Stored items:
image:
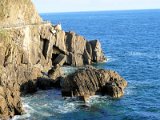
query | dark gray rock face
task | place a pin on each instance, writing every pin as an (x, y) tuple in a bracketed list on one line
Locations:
[(75, 50), (90, 81)]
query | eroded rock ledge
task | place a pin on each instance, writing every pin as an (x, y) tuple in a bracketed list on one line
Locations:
[(90, 81), (30, 47), (27, 51)]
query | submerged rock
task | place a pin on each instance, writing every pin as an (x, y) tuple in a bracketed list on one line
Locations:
[(91, 81)]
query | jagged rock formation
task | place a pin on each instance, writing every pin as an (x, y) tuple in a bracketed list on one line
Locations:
[(90, 81), (18, 12), (75, 50), (30, 47)]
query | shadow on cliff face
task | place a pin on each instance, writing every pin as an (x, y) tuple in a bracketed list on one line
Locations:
[(32, 86)]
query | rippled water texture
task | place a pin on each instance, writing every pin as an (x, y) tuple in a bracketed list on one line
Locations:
[(131, 40)]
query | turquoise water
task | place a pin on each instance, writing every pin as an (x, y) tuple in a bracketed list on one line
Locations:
[(131, 40)]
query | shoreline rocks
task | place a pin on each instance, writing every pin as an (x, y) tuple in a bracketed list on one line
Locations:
[(30, 47), (91, 81)]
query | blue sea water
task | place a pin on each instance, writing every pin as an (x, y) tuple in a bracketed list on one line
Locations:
[(131, 41)]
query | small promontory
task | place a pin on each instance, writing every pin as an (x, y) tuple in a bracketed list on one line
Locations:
[(18, 12), (31, 48)]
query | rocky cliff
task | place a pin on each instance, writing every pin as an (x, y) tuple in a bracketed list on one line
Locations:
[(30, 47), (18, 12)]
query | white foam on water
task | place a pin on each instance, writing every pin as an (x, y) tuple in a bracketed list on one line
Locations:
[(110, 59), (66, 107), (26, 115)]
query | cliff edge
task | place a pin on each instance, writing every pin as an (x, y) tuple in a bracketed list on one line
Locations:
[(18, 12), (29, 48)]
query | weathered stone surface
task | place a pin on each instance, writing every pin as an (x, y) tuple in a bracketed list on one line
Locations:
[(97, 53), (21, 62), (14, 13), (77, 49), (55, 72), (29, 47), (90, 81)]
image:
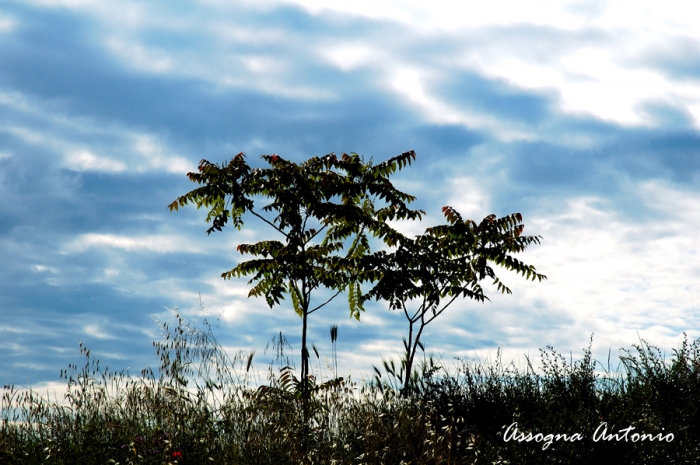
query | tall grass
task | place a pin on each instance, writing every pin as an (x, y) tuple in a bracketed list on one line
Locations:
[(201, 406)]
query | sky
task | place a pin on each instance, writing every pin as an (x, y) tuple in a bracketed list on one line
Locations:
[(584, 116)]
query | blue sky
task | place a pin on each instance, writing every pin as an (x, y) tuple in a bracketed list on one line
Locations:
[(583, 116)]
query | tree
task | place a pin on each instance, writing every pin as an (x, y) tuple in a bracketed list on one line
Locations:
[(445, 263), (317, 208)]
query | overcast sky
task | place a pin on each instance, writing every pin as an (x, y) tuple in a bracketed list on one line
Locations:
[(584, 116)]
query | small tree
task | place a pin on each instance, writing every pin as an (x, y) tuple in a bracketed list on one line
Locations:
[(443, 264), (317, 208)]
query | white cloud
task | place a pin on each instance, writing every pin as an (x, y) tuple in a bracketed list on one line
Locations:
[(154, 243), (351, 56), (84, 160), (144, 58), (411, 83)]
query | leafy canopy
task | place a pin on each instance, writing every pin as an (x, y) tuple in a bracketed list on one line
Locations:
[(317, 207)]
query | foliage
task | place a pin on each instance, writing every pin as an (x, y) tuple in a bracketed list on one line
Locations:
[(204, 407), (334, 199), (445, 263)]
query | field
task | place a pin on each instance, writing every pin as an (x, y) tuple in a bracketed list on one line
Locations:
[(201, 407)]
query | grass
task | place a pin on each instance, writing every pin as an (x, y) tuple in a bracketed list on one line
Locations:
[(201, 406)]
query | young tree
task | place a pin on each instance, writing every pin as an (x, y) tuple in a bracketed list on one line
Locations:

EXERCISE GOAL.
Extract, word for word, every line from the one holding "query | cliff edge" through the closing line of the data above. Do not include any pictures.

SOLUTION BELOW.
query | cliff edge
task | place a pin on each instance, writing every pin as an (x, y) tuple in a bracketed list on one line
Locations:
[(18, 12), (29, 48)]
query | weathered stone surface
task | place a pin on each instance, writing every pin as an (x, y) tuple in a bracketed list on one line
Locations:
[(97, 53), (21, 62), (14, 13), (77, 49), (55, 72), (29, 47), (90, 81)]
image:
query | tall grass
task | place a pin on each instance, writing every pin as an (x, y) tuple in a bracketed list on one line
Locations:
[(201, 406)]
query | sky
task | place a pin on each instance, writing every pin as an (x, y) tuple in a bracketed list on one line
Locations:
[(584, 116)]
query | blue sky
task | place a pin on each instance, writing every pin as an (x, y) tuple in a bracketed list on one line
Locations:
[(583, 116)]
query | tree
task | place a pin on each instance, writing every pin as an (x, y) tuple in a bracketed list on one line
Locations:
[(445, 263), (317, 208)]
query | overcast sky
task | place a pin on each instance, writing every pin as an (x, y) tuple in a bracketed list on one line
Locations:
[(584, 116)]
query | small tree
task | place a pin on each instance, writing every pin as an (x, y) tuple in a bracketed list on one line
Locations:
[(443, 264), (317, 208)]
query | white cloud
task | place a pin on each instance, writing every pin as an (x, y) tuple in a bracketed list on one line
Locations:
[(154, 243), (351, 56), (84, 160), (144, 58), (411, 83)]
query | leafy canopy
task | place a pin on each instance, writing every pin as an (x, y) tuple in a bracketed list on one line
Locations:
[(317, 207)]
query | foliage
task | place a pin on each instance, writing every pin as an (x, y) tuple in a bracketed list on one line
Locations:
[(204, 407), (334, 199), (445, 263)]
query | field
task | place a pin on each instance, writing every pin as an (x, y) tuple in a bracketed list on one line
Locations:
[(201, 407)]
query | grass
task | place a pin on each instance, writing every pin as an (x, y) tuple in a bracketed list on one line
Locations:
[(201, 406)]
query | young tree
task | place a pin on each instance, writing every pin as an (x, y) tuple in a bracketed list on one line
Locations:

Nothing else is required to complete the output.